> **ENTRIES PROVIDED**
*** Begin section ***
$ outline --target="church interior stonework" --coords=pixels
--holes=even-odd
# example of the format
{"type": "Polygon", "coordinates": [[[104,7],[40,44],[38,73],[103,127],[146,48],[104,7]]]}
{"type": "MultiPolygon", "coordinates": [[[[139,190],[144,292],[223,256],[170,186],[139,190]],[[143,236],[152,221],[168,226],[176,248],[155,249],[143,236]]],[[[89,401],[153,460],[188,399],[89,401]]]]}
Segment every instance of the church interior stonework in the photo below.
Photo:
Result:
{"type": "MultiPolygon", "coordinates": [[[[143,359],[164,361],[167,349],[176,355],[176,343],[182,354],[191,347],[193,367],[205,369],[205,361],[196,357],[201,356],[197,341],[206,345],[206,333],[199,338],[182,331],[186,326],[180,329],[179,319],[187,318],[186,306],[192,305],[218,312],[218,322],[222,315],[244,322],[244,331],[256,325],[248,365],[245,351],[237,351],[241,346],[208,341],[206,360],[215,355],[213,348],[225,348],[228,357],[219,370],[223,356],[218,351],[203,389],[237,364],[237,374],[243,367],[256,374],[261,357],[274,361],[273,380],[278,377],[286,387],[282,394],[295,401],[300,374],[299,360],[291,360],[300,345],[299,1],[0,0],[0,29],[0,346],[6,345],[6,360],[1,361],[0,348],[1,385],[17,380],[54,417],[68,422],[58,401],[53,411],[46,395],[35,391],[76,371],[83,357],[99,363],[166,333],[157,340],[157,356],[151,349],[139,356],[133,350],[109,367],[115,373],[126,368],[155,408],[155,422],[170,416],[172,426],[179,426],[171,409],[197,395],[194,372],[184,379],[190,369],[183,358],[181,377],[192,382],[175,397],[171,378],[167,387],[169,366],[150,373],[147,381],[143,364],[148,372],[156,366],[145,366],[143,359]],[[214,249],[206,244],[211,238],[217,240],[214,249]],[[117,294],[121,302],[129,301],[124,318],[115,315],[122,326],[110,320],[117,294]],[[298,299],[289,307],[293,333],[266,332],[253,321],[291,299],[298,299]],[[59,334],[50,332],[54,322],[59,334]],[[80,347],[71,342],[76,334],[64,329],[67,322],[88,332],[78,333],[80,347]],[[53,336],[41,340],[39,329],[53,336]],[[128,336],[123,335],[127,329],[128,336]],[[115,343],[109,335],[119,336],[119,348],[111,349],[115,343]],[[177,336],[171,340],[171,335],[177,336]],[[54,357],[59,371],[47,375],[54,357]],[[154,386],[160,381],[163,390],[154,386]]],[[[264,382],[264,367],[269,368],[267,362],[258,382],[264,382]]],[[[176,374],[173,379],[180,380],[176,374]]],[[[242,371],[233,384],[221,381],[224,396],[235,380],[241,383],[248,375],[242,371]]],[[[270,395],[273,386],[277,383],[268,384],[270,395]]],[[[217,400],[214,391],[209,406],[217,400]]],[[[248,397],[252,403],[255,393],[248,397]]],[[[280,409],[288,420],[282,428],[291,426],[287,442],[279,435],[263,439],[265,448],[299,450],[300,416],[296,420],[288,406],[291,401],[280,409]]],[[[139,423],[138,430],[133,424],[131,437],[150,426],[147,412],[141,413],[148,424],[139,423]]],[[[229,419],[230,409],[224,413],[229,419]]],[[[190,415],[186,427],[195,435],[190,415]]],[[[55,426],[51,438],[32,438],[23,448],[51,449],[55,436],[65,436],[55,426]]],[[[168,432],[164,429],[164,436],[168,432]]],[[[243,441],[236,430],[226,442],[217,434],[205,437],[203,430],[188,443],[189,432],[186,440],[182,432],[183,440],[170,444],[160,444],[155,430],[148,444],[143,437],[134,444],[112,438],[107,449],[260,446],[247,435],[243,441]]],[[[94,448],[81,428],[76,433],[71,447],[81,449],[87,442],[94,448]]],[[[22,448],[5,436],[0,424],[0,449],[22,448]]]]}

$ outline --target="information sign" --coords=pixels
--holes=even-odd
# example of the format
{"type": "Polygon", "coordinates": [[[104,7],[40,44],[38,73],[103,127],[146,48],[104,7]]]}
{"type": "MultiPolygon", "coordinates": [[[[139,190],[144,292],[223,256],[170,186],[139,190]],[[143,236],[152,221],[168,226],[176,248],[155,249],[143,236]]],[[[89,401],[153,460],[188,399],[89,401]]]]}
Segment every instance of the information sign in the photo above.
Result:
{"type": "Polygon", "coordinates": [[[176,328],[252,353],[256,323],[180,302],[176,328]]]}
*** End section ***
> **WHAT TO WORK ON**
Go through the listing above line by line and say how many lines hold the word "sign". Reply with that number only.

> **ANSWER BOX**
2